In terms of how these ideas enter actual sentencing practices, Dawson (1969, p. 201) notes that “there is judicial resistance to imposition of mandatory maximum sentences that seem unduly long in relation to the circumstances of the case,” while Hart (1968, p. 164) observes that it is through the discretion of judges that “the ideas of fitness and proportionality have had their fullest play.” Mermin (1982, p. 54) similarly observes “that when penalties get too severe, obstacles may be created by prosecutors, juries, and judges.” To this end, prosecutors can use their discretion to reduce charges or selectively choose not to prosecute at all, judges can exercise sentencing discretion (restricted somewhat by sentencing guidelines in the United States),Footnote 2 and juries can exercise nullification.Footnote 3

From a theoretical perspective it is interesting to ask whether the idea of proportionality, either in ancient or modern times, is meant to be a norm in and of itself, or is a policy in service of some other norm, such as crime prevention. The idea of vengeance, or its modern counterpart of retribution or fitness, suggests the former,Footnote 4 but it may also be true that under certain conditions proportionality is justifiable on efficiency grounds. (For example, in a world of certain enforcement, setting punishments equal to harms also achieves optimal deterrence.) This question turns out to be important for thinking about the relationship between the economic theory of crime as originally formulated by Becker (1968), and early writers on crime and punishment—specifically, Montesquieu (1748 [1977]), Beccaria (1764 [1986]), and Bentham (1780 [1970])—whose theories are often pointed to as precursors of that theory. All of these writers emphasized the desirability of maintaining proportionality between crimes and punishments. For example, Montesquieu (1748 [1977]) wrote that

It is a great abuse amongst us to subject to the same punishment a person that only robs on the high-way, and another that robs and murders. Obvious it is that for the public security some difference should be made in the punishment (p. 161).

Likewise, Beccaria (1764 [1986]) argued that

the obstacles that restrain men from committing crimes should be stronger according to the degree that such misdeeds are contrary to the public good and according to the motives which lead people to crimes. Thus, there must be a proportion between crimes and punishments (p. 14).

Finally, Bentham (1780 [1970]) observed that “The greater the mischief of the offense, the greater is the expense, which it may be worthwhile to be at, in the way of punishment” (p. 168).

All three authors, however, elaborated on this principle by arguing that it can be justified, at least in part, as being necessary to discourage offenders from committing more serious crimes—that is, to achieve marginal deterrence (Stigler 1970). Thus, in Montesquieu we read that

It is essential that there should be a certain proportion in punishments, because it is essential that a great crime should be avoided rather than a lesser one, and that which is more pernicious to society rather than that which is less (p. 161).

- Dataset records -

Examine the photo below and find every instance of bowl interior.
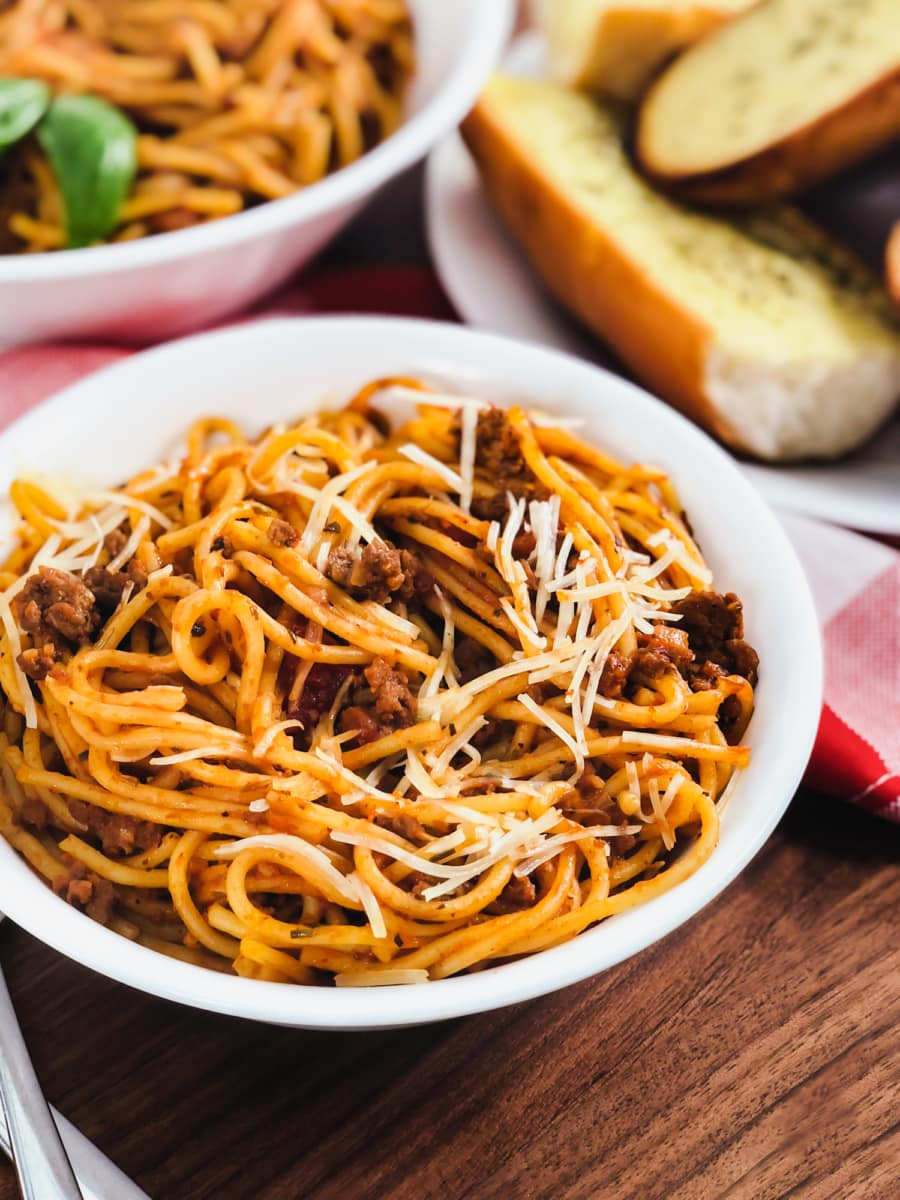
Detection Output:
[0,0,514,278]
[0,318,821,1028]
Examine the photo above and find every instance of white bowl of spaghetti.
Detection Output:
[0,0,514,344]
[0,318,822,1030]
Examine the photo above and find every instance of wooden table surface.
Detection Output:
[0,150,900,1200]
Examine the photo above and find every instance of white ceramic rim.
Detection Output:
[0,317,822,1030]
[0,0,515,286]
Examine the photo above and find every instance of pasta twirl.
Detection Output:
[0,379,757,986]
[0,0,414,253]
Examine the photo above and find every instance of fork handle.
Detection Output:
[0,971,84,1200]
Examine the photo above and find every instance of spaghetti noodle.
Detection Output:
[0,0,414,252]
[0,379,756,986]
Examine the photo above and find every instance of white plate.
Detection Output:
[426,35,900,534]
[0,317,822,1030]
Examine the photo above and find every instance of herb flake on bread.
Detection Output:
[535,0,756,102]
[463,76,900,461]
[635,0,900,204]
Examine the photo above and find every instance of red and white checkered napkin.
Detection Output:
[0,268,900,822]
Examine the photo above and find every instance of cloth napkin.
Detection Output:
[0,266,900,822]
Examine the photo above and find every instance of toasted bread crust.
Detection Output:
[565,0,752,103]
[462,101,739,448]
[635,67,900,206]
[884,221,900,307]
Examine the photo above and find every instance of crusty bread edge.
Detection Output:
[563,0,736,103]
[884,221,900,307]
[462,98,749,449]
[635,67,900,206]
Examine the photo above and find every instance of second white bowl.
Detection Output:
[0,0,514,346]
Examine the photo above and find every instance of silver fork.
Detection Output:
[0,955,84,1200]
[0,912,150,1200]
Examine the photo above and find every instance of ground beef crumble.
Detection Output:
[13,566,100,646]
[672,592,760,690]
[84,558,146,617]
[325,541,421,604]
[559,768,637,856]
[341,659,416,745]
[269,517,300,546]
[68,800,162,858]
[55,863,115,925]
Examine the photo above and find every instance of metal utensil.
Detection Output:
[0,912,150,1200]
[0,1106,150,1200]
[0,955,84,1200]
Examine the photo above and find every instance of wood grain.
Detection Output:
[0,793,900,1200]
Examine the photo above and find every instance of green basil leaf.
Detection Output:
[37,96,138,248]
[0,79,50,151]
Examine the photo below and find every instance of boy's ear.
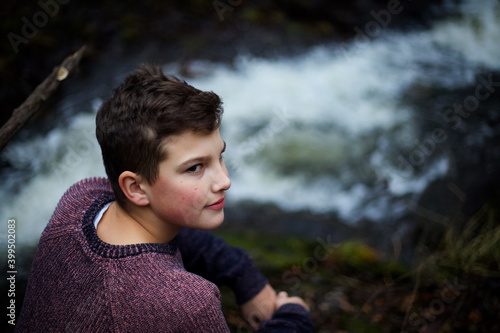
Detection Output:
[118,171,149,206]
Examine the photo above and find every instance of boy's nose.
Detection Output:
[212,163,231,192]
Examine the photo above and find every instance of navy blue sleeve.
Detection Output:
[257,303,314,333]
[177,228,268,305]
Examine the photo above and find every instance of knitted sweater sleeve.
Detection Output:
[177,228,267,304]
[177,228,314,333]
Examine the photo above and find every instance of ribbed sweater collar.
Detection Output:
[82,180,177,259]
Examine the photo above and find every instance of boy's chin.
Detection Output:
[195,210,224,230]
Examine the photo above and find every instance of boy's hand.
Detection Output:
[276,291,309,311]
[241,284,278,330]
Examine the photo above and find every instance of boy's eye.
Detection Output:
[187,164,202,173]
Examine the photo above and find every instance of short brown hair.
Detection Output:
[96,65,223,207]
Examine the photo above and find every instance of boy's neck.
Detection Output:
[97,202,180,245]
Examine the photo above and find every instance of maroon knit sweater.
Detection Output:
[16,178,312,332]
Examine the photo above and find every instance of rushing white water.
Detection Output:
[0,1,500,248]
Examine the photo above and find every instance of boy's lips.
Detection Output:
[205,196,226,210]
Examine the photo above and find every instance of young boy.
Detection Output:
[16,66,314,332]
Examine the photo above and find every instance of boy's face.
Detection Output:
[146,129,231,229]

---

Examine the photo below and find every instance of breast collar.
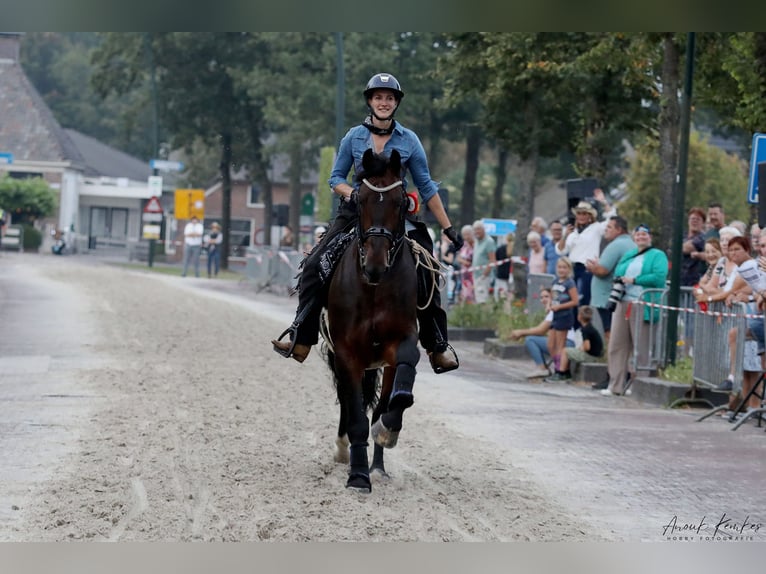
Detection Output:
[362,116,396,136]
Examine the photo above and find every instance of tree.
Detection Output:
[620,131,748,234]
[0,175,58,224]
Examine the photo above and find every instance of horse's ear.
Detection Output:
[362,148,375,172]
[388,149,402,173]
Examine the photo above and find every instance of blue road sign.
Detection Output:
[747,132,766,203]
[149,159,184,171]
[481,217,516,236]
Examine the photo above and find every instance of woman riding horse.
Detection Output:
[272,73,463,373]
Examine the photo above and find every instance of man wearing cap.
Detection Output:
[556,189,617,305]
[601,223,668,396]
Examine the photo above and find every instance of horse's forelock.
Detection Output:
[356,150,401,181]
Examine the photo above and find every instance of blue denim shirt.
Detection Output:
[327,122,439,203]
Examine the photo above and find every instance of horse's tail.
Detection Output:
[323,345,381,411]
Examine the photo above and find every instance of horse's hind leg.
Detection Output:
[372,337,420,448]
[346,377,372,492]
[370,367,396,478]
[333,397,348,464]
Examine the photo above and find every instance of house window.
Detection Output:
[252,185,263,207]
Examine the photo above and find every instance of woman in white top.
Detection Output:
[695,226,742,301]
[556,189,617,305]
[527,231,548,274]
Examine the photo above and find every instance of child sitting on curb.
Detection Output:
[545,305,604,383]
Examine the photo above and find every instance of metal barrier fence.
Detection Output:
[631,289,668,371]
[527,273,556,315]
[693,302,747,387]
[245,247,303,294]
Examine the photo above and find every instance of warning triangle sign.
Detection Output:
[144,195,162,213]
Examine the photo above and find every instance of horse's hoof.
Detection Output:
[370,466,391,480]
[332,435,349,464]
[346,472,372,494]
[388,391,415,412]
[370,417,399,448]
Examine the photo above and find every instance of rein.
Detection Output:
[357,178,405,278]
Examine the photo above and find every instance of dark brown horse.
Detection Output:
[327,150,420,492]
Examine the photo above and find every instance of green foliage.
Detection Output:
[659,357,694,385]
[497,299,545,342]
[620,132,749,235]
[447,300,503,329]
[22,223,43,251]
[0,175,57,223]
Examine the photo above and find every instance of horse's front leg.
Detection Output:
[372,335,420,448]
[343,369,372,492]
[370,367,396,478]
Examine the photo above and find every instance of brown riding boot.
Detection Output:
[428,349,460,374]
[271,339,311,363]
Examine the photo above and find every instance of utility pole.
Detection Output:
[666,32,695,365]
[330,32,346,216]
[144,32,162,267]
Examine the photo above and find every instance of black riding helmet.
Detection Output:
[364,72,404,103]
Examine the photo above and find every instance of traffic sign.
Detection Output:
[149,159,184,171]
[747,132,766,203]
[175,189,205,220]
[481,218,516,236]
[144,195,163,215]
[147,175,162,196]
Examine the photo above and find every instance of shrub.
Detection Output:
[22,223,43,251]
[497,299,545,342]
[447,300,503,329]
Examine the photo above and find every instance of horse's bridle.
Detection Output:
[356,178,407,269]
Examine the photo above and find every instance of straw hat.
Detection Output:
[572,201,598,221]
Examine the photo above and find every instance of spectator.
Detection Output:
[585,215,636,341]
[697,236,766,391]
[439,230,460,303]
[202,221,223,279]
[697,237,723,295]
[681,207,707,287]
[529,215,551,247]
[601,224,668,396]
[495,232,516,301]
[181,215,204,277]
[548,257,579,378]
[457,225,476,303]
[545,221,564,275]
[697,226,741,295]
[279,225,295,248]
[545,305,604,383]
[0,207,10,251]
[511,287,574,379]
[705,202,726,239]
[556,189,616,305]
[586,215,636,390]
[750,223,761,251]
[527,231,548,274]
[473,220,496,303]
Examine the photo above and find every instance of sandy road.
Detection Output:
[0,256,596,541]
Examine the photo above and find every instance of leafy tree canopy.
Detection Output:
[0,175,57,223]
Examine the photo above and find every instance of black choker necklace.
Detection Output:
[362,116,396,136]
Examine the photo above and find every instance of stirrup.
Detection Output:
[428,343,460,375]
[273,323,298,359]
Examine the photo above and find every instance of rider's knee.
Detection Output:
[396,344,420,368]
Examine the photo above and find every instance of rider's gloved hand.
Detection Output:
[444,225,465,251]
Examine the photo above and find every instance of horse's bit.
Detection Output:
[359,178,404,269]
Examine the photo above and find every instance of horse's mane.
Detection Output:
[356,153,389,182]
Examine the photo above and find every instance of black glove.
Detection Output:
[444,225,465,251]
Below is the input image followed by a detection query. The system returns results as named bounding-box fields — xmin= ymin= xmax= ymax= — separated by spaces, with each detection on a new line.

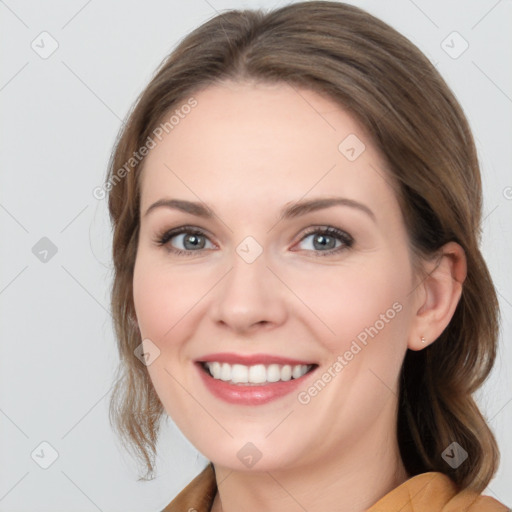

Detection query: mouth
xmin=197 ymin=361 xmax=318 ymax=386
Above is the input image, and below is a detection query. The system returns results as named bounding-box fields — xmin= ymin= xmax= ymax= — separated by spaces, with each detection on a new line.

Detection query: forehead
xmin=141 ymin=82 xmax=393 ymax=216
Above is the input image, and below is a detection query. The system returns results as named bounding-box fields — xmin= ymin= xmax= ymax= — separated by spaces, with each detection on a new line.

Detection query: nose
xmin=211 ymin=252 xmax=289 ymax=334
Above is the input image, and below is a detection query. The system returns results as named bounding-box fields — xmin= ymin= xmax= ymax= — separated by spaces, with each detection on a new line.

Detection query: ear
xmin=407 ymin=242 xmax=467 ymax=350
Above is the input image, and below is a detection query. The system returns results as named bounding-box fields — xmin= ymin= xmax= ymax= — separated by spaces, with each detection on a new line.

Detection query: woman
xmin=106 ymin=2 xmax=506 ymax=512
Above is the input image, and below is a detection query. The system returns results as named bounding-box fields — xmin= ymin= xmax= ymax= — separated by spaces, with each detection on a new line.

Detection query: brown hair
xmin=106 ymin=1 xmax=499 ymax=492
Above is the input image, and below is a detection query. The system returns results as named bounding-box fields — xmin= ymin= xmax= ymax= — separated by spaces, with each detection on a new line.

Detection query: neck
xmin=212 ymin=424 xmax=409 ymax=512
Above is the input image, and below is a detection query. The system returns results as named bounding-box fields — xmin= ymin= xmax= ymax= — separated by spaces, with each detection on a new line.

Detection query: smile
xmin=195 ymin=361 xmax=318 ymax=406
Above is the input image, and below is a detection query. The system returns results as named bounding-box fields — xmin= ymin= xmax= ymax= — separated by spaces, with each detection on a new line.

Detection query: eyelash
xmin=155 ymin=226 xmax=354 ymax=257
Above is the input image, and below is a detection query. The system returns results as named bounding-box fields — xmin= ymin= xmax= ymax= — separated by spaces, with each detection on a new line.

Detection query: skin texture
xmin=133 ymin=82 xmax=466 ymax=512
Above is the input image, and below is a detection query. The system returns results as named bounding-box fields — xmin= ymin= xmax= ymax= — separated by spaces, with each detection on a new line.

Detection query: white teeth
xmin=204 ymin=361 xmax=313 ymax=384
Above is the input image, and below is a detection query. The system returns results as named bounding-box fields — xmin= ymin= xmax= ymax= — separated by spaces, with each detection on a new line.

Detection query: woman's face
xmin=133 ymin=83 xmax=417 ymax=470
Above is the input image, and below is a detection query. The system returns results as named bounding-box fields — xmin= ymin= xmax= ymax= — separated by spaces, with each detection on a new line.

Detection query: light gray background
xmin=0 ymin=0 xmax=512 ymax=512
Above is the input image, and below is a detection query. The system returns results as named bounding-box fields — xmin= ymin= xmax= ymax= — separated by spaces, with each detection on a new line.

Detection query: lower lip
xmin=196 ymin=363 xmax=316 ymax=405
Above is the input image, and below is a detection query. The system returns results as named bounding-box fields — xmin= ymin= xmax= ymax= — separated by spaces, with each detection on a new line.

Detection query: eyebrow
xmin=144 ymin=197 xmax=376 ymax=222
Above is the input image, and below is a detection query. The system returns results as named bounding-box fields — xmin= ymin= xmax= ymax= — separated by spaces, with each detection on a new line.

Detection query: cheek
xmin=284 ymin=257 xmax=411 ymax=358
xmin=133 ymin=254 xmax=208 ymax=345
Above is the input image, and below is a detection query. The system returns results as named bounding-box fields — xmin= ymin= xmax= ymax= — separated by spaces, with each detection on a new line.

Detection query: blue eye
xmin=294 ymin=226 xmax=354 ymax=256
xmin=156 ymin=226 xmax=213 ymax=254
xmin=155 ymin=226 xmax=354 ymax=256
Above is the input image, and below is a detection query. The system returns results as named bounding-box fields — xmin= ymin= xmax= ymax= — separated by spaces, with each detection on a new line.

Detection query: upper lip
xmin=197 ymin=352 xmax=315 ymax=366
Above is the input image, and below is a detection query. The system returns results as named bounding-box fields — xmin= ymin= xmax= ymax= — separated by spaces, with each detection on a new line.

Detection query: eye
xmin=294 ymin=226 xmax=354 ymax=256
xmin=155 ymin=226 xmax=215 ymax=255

* * *

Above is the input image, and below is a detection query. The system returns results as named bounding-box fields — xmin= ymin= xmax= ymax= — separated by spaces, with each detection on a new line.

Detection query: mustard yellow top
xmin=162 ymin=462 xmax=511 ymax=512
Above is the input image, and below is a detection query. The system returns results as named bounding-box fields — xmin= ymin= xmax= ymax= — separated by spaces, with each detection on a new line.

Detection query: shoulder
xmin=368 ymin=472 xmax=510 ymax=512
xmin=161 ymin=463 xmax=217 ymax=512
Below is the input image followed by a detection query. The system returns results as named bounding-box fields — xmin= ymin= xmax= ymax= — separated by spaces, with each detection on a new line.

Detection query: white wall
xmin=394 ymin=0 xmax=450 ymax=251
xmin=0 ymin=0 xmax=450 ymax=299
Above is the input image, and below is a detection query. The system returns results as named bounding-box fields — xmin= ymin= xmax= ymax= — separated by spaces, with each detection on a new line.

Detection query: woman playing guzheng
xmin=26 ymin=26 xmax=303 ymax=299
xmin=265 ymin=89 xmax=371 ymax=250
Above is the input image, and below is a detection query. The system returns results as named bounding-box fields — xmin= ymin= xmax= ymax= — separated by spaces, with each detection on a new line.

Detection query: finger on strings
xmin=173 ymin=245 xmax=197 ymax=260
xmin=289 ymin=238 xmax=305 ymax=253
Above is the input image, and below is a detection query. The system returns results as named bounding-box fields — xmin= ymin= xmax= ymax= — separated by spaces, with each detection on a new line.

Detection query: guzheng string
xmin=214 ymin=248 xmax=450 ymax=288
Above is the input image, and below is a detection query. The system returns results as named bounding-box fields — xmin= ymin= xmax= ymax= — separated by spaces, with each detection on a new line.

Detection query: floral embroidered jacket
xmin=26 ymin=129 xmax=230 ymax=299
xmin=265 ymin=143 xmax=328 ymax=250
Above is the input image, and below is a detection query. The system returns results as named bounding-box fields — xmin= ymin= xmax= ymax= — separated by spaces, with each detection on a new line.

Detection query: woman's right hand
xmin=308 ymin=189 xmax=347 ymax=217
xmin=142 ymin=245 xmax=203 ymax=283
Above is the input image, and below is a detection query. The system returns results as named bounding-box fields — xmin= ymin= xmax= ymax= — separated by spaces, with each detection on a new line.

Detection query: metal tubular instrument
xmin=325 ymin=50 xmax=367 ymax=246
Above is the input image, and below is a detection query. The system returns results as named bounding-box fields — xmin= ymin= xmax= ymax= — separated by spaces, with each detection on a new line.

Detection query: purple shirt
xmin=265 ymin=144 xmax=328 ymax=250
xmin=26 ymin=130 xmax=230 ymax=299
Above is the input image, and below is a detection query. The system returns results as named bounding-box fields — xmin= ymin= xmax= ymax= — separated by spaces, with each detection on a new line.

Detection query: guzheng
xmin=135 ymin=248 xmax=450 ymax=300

- Request 1 -
Answer these questions about the excerpt on proportionality in punishment:
(a) According to Mermin, who may create obstacles when penalties get too severe?
(b) In the passage from Montesquieu on robbery, what two kinds of offender does he say should not receive the same punishment?
(c) On what page of Bentham's work does his quoted observation about the mischief of the offense appear?
- Request 2 -
Revise the rows beginning at the line that has "Examine the photo above and find every instance of boy's lips." and ending after the line that has "[146,129,231,229]", replacing "boy's" with "child's" and changing nothing else. Give only those lines.
The rows bear no relation to the text.

- Final result 1 -
(a) Prosecutors, juries, and judges.
(b) A person who only robs on the highway, and another who robs and murders.
(c) Page 168.

- Final result 2 -
Examine the photo above and find every instance of child's lips.
Detection Output:
[205,196,226,210]
Examine the photo above and find every instance of young boy.
Detection Output:
[16,66,314,332]
Examine the photo above and find every instance of child's face.
Detection Output:
[146,129,231,229]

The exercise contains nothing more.